### EXERCISE
Print word for word the rows from the first line through the line containing "pixel 222 287", including both of those lines.
↓↓↓
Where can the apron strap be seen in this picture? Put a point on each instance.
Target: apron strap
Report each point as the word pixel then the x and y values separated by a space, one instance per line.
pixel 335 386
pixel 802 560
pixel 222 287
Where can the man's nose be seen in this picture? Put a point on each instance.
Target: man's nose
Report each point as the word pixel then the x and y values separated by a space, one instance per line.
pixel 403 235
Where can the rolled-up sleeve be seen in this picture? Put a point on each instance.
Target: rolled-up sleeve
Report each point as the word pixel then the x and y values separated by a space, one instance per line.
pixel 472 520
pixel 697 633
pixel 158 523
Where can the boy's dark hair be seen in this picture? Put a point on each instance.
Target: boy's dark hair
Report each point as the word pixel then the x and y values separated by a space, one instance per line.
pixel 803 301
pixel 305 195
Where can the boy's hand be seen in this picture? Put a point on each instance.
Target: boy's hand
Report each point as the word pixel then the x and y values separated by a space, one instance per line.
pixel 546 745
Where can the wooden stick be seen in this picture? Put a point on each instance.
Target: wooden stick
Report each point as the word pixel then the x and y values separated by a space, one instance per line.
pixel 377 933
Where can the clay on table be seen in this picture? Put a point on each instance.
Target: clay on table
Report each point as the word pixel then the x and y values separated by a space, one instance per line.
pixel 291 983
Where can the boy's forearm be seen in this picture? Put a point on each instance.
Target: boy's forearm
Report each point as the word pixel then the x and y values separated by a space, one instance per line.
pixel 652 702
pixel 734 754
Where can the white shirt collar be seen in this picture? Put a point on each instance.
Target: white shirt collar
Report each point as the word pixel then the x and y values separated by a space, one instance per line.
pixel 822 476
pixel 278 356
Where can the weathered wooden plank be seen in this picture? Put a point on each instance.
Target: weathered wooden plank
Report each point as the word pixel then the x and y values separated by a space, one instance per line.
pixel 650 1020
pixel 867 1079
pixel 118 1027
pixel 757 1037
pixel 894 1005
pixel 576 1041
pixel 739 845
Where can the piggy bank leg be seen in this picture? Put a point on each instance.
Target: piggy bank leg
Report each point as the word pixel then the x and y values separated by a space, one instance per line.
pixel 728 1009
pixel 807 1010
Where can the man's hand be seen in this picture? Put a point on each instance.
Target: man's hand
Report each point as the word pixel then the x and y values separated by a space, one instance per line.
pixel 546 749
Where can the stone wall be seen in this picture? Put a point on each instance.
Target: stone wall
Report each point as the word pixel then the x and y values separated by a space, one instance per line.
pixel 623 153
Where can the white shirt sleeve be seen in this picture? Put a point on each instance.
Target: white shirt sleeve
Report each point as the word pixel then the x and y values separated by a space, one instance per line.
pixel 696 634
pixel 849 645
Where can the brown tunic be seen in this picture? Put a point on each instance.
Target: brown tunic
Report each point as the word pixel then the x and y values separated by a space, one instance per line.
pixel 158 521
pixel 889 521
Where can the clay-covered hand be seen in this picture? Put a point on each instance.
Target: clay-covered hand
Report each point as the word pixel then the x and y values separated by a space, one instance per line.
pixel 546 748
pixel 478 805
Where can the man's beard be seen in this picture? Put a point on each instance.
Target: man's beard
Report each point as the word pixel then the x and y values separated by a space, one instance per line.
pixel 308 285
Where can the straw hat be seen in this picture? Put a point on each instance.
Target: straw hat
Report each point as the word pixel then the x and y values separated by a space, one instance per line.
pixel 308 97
↑↑↑
### SOLUTION TO THE PROBLEM
Where can the apron strap be seen in this picture? Put a point on each instance.
Target: apron strap
Report each point as the word pixel then the x and y values separated by a space, one instance per line.
pixel 335 386
pixel 802 560
pixel 222 287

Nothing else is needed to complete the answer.